• SELECTION
++++++++++

The plants of common garden sorrel are very hardy, adapted to a zone 3, and will survive a frost in late fall without covering. The more popular European French sorrel can only survive to zone 6. Due to its milder flavor, it became the favorite long ago.
Also, in spring, the plants are up very early allowing you to enjoy some nice greens. Sorrel should be eaten when the leaves are young. It’s recomended to continuously harvest the outer leaves for best flavor. Once the leaves get bigger, they are tough with thick veins. You would have to devein before eating, and the flavor would be stronger.
The roots spread. Therefore, plant in an area where you can contain it with ease, otherwise it will take over the bed. In the wild it’s considered invasive, so it’s best to plant it in a container. If you have poor soil, it will grow and thrive anyway.
They produce two separate female and male flowers on separate plants during the summer months. The stalk of the flowers are tall and the seeds can be easily removed to avoid spreading it throughout your garden. You can cut the flower stalks before forming seeds.
Sorrel prefers moist wet soil that is sandy or even lots of gravel; therefore, it’s found along the flood plains, meadows, pastures and along the side of the road in the wild. You can forage on these leaves all year around, as they will tolerate a good amount of frost.
Sorrel has two good seasons in a given year. In early spring, the leaves come up and are delicate with a soft tangy flavor. During the summer months, usually June and July, they flower and the leaves get large and the flavor becomes too strong for eating. I recommend cutting back the leaves and flower stalks. In the fall, the leaves will have a milder flavor and should be harvested while the leaves are small. Once the cold weather comes, the leaves begin to turn maroon around the edges.

++++++++++

• GIVEN ENTRIES
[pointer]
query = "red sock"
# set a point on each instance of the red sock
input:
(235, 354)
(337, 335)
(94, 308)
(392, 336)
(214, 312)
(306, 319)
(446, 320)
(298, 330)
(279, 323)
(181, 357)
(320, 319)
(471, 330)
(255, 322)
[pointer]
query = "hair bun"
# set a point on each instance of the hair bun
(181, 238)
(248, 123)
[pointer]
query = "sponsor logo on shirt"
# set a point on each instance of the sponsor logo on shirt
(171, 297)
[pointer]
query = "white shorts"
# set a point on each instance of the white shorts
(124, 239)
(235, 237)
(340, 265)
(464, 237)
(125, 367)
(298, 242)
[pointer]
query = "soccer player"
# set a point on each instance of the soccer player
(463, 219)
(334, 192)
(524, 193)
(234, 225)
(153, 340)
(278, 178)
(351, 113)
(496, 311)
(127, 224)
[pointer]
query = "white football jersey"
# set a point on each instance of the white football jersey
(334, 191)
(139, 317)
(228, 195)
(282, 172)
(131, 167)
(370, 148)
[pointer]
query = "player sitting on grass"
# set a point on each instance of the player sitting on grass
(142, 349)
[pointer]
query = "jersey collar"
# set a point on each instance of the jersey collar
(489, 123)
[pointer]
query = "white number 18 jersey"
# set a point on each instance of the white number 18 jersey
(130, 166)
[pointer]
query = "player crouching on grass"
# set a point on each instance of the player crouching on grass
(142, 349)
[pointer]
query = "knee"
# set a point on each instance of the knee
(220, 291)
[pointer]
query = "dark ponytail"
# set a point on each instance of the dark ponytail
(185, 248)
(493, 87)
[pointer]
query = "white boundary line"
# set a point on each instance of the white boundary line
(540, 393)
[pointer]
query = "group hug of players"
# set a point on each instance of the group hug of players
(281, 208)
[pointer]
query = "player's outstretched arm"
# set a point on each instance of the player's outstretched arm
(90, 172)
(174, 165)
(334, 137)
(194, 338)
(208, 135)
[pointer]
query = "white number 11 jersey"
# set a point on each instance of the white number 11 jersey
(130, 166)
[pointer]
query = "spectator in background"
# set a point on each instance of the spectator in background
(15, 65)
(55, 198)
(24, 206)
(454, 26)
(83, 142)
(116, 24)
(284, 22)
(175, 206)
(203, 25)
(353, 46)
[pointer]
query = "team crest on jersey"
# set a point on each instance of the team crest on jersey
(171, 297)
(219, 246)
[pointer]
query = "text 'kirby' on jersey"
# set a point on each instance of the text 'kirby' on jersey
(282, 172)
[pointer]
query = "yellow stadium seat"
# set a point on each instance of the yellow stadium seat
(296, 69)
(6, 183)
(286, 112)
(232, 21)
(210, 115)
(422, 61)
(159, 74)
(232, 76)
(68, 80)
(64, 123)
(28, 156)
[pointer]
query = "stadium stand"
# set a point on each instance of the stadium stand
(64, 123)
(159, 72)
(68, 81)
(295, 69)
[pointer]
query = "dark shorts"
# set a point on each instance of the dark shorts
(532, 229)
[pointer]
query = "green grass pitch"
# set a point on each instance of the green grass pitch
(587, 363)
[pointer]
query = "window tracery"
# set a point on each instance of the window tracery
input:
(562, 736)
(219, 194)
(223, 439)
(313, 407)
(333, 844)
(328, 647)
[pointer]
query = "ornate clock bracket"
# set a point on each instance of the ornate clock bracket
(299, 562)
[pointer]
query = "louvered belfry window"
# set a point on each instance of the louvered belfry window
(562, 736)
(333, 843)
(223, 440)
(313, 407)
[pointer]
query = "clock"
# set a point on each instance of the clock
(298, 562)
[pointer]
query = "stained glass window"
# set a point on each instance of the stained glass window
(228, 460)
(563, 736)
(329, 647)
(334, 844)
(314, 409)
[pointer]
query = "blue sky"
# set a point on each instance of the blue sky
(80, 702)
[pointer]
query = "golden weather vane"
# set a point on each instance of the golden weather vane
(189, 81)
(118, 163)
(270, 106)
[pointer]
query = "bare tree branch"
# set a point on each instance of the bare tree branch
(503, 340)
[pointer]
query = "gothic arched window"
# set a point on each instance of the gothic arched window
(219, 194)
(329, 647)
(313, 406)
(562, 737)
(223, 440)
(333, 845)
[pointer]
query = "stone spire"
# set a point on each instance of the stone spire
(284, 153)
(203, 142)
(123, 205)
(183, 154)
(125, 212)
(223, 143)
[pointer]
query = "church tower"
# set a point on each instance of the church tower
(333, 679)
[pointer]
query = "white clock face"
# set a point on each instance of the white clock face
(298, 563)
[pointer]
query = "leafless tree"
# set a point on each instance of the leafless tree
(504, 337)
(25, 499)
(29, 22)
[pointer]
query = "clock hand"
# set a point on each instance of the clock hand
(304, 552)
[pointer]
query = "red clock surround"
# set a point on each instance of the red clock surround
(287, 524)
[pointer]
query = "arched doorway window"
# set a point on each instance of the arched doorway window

++++++++++

In the text on sorrel, what is the coldest zone that European French sorrel can survive in?

• SOLUTION
Zone 6.